Given instruction. Copy the material again, replacing each "abdomen" with "belly" and leaving everything else unchanged.

BEGIN

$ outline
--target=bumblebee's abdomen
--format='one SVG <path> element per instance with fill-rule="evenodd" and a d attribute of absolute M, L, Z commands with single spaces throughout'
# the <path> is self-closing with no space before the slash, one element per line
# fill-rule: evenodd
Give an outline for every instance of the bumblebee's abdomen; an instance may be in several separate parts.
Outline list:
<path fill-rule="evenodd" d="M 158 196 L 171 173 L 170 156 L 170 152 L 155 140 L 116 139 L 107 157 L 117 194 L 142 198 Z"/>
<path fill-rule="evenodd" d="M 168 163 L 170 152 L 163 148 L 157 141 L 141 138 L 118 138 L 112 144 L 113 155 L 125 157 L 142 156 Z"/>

END

Task output.
$ outline
--target=bumblebee's belly
--format='one SVG <path> element per instance with fill-rule="evenodd" and a d attribute of absolute M, L, Z commands with single spaces throughout'
# the <path> is self-closing with no space before the slash, one element per line
# fill-rule: evenodd
Give an outline for every instance of the bumblebee's belly; an instance may be in several separate parts.
Outline list:
<path fill-rule="evenodd" d="M 158 196 L 171 173 L 170 156 L 170 152 L 155 140 L 116 139 L 107 157 L 117 194 L 142 198 Z"/>
<path fill-rule="evenodd" d="M 168 163 L 170 152 L 163 148 L 157 141 L 141 138 L 118 138 L 112 144 L 113 155 L 125 157 L 142 156 Z"/>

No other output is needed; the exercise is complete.